OBJECTIVE:
Please scale the rows below, beginning at the line that has "Point out cluster of leaves in the photo." and stopping after the last row: repeat every line, requests included, with each bounding-box coordinate multiplied by 0.7 and rounded to a whole number, halves rounding up. Leave the pictures out of your answer and give only that stretch.

......

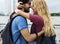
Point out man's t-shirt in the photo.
[12,16,28,44]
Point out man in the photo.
[12,0,44,44]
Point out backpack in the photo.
[34,24,56,44]
[1,12,20,44]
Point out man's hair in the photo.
[18,0,29,4]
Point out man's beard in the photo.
[24,8,29,13]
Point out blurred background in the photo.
[0,0,60,44]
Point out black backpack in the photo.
[34,24,56,44]
[1,12,20,44]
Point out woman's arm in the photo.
[20,28,44,42]
[15,9,30,19]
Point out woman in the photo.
[15,0,55,43]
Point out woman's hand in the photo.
[16,2,24,9]
[15,9,20,14]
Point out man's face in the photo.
[24,2,31,12]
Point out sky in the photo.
[0,0,60,13]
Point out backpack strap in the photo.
[34,24,38,44]
[10,15,20,44]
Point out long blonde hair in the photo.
[33,0,55,36]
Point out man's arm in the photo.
[20,28,44,42]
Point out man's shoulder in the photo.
[14,16,26,21]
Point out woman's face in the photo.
[31,1,36,12]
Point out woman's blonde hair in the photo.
[33,0,55,36]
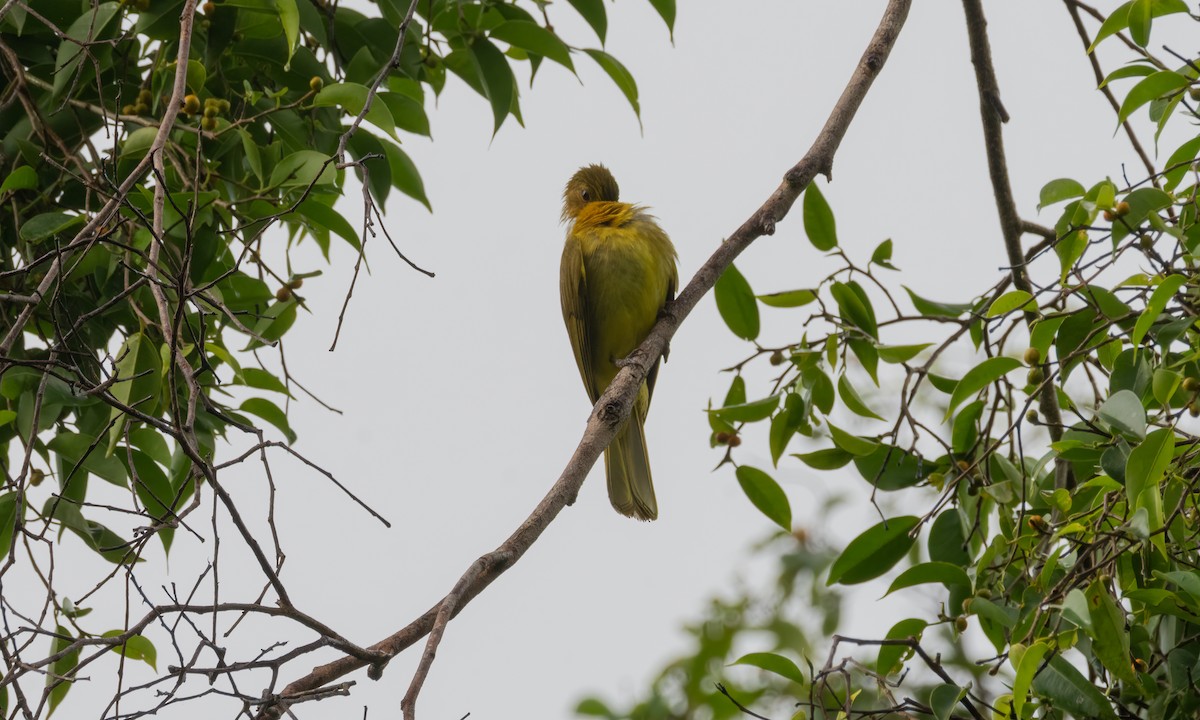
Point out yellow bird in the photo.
[559,164,679,520]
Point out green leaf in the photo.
[871,239,896,270]
[1129,275,1187,347]
[905,288,974,318]
[0,492,25,562]
[828,422,880,457]
[1084,578,1138,684]
[241,397,296,445]
[792,448,854,470]
[46,624,79,715]
[246,300,296,350]
[1013,642,1050,718]
[110,332,162,416]
[1163,136,1200,192]
[17,212,88,242]
[566,0,608,44]
[884,562,971,595]
[875,618,929,676]
[838,376,883,420]
[1087,0,1188,53]
[854,444,934,491]
[826,515,920,586]
[1026,650,1116,720]
[1129,0,1153,47]
[1117,70,1192,125]
[488,20,575,72]
[46,432,126,487]
[237,127,264,184]
[942,358,1021,422]
[1038,178,1087,210]
[268,150,337,188]
[758,290,817,307]
[875,342,934,365]
[297,198,359,250]
[829,282,880,338]
[929,683,967,720]
[731,653,804,685]
[984,290,1038,318]
[238,367,292,397]
[713,264,760,340]
[950,400,984,455]
[737,466,792,533]
[121,450,176,552]
[1054,230,1088,282]
[803,182,838,252]
[0,166,37,192]
[376,92,430,137]
[379,142,433,212]
[583,48,642,125]
[1126,427,1175,506]
[1099,390,1146,440]
[709,395,781,422]
[309,83,396,138]
[650,0,676,37]
[928,508,971,568]
[102,630,158,670]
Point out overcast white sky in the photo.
[18,0,1190,720]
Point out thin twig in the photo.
[962,0,1073,487]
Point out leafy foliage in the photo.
[0,0,676,716]
[581,5,1200,719]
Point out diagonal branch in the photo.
[962,0,1073,488]
[250,0,912,720]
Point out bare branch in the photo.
[250,0,911,720]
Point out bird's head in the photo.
[563,164,620,221]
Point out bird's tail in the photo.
[604,407,659,520]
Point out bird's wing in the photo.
[558,234,600,403]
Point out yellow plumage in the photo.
[559,164,679,520]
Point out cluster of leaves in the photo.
[576,532,841,720]
[595,0,1200,719]
[0,0,674,714]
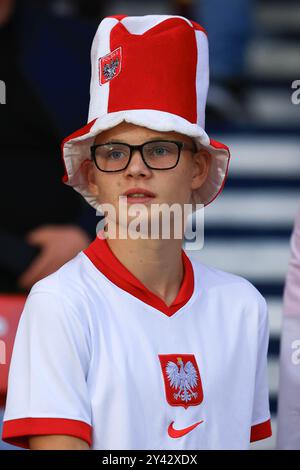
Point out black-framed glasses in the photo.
[91,139,196,172]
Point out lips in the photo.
[123,188,155,204]
[123,188,155,198]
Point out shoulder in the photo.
[23,252,90,324]
[188,254,267,316]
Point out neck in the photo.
[107,233,184,306]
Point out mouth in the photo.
[122,188,155,204]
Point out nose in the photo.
[125,149,151,176]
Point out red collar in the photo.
[83,236,194,317]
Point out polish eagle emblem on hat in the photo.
[99,47,122,85]
[158,354,203,408]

......

SOLUTION:
Point out cluster of leaves in the photo.
[403,372,589,504]
[417,0,840,503]
[0,0,472,500]
Point out black-framed glasses in the photo.
[64,97,137,120]
Point out lips in the photo.
[86,132,109,143]
[86,132,109,139]
Point out shoulder in the photo.
[16,176,63,227]
[132,178,187,221]
Point out neck in the photo.
[75,163,129,214]
Point out mouth in the photo.
[85,132,109,143]
Point out nose in the photo.
[88,104,106,123]
Point out red collar in the photo.
[58,165,136,222]
Point out polish eagle emblem on hat in the photo.
[69,33,85,60]
[111,248,142,286]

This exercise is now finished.